Filter the lines below, keeping every line that contains the word "outline".

RECORDS TO PROCESS →
----
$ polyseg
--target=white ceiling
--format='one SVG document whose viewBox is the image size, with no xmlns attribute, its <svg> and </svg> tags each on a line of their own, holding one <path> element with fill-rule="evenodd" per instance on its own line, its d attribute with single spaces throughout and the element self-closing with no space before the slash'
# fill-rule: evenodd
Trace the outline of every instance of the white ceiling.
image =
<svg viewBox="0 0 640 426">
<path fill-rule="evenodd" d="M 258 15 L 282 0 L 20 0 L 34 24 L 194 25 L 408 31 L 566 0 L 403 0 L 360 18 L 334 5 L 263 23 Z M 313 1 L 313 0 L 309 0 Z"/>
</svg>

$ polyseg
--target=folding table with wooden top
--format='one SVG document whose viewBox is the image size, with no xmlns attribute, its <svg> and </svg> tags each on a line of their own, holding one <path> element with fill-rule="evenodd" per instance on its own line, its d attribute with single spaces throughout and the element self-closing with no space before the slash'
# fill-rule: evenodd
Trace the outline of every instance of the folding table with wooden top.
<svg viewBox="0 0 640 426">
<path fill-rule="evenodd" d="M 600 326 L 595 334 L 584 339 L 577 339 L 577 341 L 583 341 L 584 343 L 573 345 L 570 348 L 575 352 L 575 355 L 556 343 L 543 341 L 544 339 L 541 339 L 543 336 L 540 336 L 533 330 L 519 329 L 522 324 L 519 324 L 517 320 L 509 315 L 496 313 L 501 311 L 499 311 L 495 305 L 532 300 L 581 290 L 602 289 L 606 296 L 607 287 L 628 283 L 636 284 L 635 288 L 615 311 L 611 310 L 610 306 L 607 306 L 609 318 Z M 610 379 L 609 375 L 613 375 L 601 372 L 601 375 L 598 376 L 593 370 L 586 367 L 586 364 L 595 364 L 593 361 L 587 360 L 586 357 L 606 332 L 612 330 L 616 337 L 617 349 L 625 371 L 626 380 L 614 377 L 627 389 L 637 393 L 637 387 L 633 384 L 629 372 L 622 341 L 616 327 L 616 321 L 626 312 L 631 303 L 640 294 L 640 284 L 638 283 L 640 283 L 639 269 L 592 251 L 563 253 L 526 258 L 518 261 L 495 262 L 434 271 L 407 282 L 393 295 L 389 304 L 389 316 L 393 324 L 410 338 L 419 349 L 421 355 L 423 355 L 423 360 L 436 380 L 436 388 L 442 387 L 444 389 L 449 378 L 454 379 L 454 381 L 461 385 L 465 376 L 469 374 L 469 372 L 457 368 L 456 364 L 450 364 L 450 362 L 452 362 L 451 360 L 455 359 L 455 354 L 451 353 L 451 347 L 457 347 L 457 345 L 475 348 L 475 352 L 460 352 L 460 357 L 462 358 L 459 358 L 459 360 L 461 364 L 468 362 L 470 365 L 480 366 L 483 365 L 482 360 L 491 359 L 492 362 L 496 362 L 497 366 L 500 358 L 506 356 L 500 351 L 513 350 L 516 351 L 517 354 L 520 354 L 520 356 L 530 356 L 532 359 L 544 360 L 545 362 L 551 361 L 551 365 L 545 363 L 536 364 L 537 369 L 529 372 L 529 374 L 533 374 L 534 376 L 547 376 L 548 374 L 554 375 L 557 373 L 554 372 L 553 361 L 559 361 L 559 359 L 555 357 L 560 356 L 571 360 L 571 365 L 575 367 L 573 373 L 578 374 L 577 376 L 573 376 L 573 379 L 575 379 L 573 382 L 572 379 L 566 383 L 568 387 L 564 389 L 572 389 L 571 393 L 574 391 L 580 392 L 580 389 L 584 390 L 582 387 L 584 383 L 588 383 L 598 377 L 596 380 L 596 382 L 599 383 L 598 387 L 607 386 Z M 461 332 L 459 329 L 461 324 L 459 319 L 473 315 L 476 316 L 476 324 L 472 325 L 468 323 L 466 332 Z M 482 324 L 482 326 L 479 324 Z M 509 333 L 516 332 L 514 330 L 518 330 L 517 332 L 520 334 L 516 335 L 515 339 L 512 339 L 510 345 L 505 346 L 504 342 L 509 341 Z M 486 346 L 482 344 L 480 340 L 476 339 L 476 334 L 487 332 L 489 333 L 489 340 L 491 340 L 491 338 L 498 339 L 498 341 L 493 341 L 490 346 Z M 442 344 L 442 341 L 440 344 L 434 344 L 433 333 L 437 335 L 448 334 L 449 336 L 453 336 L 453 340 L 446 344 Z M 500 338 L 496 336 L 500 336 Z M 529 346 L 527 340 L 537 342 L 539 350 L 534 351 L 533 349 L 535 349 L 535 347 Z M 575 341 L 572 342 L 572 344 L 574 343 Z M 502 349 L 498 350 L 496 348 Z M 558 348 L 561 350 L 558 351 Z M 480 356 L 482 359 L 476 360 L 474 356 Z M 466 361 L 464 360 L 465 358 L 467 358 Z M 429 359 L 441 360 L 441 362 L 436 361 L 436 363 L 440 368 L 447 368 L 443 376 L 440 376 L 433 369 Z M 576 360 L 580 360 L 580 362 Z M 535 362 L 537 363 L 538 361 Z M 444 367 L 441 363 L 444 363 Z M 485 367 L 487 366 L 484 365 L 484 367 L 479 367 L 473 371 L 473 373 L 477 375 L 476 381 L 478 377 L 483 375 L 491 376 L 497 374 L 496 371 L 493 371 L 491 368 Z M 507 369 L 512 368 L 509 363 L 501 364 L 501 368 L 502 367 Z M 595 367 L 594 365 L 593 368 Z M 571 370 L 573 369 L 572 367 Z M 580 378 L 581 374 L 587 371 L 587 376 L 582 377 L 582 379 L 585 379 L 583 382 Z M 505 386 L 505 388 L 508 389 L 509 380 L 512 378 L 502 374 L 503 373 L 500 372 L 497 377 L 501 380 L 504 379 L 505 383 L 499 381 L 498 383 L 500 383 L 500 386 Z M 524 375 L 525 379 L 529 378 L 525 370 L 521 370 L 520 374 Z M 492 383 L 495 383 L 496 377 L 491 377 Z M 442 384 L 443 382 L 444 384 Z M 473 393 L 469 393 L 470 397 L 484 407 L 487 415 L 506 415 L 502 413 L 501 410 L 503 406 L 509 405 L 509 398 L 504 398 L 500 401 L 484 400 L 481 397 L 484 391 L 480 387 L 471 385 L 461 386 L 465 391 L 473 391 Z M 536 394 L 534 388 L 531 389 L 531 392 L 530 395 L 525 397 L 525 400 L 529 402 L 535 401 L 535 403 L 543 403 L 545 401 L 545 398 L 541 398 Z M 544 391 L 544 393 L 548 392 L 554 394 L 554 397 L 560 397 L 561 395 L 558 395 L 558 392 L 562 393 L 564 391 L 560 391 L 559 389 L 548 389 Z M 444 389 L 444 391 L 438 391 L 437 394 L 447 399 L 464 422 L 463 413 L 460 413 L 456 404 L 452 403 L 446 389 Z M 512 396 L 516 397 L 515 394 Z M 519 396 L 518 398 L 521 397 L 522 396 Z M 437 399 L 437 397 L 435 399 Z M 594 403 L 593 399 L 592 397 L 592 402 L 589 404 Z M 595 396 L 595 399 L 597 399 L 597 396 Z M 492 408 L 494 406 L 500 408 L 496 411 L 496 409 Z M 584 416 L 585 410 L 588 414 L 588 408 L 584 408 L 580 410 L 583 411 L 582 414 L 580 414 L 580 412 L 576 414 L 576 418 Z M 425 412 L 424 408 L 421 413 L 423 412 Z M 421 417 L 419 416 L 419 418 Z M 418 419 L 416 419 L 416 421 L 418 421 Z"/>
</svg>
----
RESULT OF THE EXERCISE →
Trace the outline of every instance of the white ceiling.
Trace the outline of every instance of the folding table with wooden top.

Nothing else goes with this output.